* [WHAT YOU ARE ASKED TO DO]
Nothing but the lines from the one that contains "det: red-tinged leaf" to the end of the records should be printed, both ends included, exactly as given.

________

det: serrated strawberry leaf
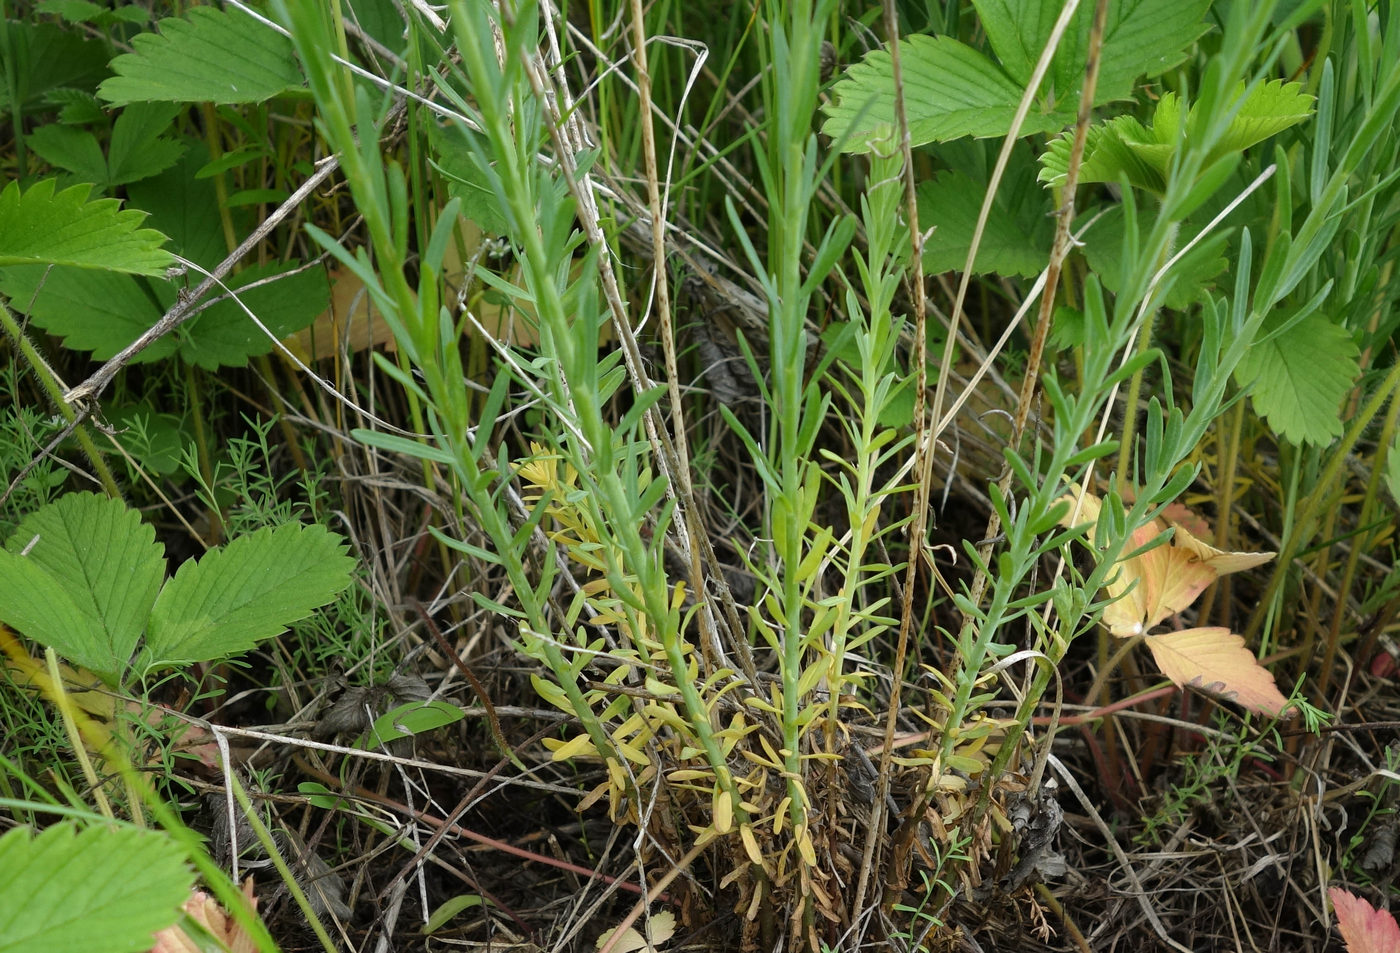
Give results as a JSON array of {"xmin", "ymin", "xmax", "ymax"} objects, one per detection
[
  {"xmin": 1040, "ymin": 81, "xmax": 1314, "ymax": 189},
  {"xmin": 1143, "ymin": 627, "xmax": 1288, "ymax": 716},
  {"xmin": 0, "ymin": 822, "xmax": 192, "ymax": 953},
  {"xmin": 2, "ymin": 493, "xmax": 165, "ymax": 684},
  {"xmin": 822, "ymin": 35, "xmax": 1066, "ymax": 153},
  {"xmin": 0, "ymin": 551, "xmax": 113, "ymax": 682},
  {"xmin": 1331, "ymin": 888, "xmax": 1400, "ymax": 953},
  {"xmin": 0, "ymin": 264, "xmax": 172, "ymax": 362},
  {"xmin": 1235, "ymin": 311, "xmax": 1359, "ymax": 445},
  {"xmin": 142, "ymin": 523, "xmax": 355, "ymax": 671},
  {"xmin": 824, "ymin": 0, "xmax": 1210, "ymax": 153},
  {"xmin": 0, "ymin": 179, "xmax": 173, "ymax": 275},
  {"xmin": 98, "ymin": 6, "xmax": 305, "ymax": 106}
]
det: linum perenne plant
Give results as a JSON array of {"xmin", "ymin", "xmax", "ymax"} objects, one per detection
[
  {"xmin": 277, "ymin": 0, "xmax": 918, "ymax": 939},
  {"xmin": 277, "ymin": 0, "xmax": 1345, "ymax": 945}
]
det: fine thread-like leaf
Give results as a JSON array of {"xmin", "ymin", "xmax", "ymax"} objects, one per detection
[
  {"xmin": 0, "ymin": 822, "xmax": 192, "ymax": 953},
  {"xmin": 5, "ymin": 493, "xmax": 165, "ymax": 683},
  {"xmin": 98, "ymin": 6, "xmax": 304, "ymax": 106},
  {"xmin": 144, "ymin": 522, "xmax": 355, "ymax": 669},
  {"xmin": 1235, "ymin": 311, "xmax": 1359, "ymax": 445},
  {"xmin": 0, "ymin": 179, "xmax": 172, "ymax": 275}
]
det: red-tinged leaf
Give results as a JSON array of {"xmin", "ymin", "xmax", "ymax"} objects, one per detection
[
  {"xmin": 1330, "ymin": 888, "xmax": 1400, "ymax": 953},
  {"xmin": 1160, "ymin": 501, "xmax": 1211, "ymax": 537},
  {"xmin": 1143, "ymin": 627, "xmax": 1289, "ymax": 716},
  {"xmin": 1171, "ymin": 521, "xmax": 1276, "ymax": 575}
]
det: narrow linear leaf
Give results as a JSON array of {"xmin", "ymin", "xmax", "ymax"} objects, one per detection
[
  {"xmin": 1143, "ymin": 627, "xmax": 1288, "ymax": 716},
  {"xmin": 356, "ymin": 700, "xmax": 466, "ymax": 750},
  {"xmin": 98, "ymin": 6, "xmax": 304, "ymax": 106},
  {"xmin": 144, "ymin": 523, "xmax": 355, "ymax": 669},
  {"xmin": 0, "ymin": 179, "xmax": 173, "ymax": 275},
  {"xmin": 5, "ymin": 493, "xmax": 165, "ymax": 682},
  {"xmin": 0, "ymin": 822, "xmax": 192, "ymax": 953}
]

________

* [REPLY]
det: red-tinged leaf
Give results as a JSON array of {"xmin", "ymin", "xmax", "ymax"} objects, one per detection
[
  {"xmin": 1330, "ymin": 888, "xmax": 1400, "ymax": 953},
  {"xmin": 1160, "ymin": 501, "xmax": 1211, "ymax": 537},
  {"xmin": 1143, "ymin": 627, "xmax": 1289, "ymax": 716},
  {"xmin": 1171, "ymin": 521, "xmax": 1276, "ymax": 575}
]
det: narrow linear leaf
Give results as a JSON array of {"xmin", "ymin", "xmax", "ymax"} objects, one per detection
[
  {"xmin": 1143, "ymin": 627, "xmax": 1288, "ymax": 716},
  {"xmin": 356, "ymin": 700, "xmax": 466, "ymax": 750},
  {"xmin": 98, "ymin": 6, "xmax": 304, "ymax": 106},
  {"xmin": 144, "ymin": 523, "xmax": 355, "ymax": 669},
  {"xmin": 0, "ymin": 179, "xmax": 173, "ymax": 275},
  {"xmin": 5, "ymin": 493, "xmax": 165, "ymax": 682},
  {"xmin": 0, "ymin": 822, "xmax": 192, "ymax": 953}
]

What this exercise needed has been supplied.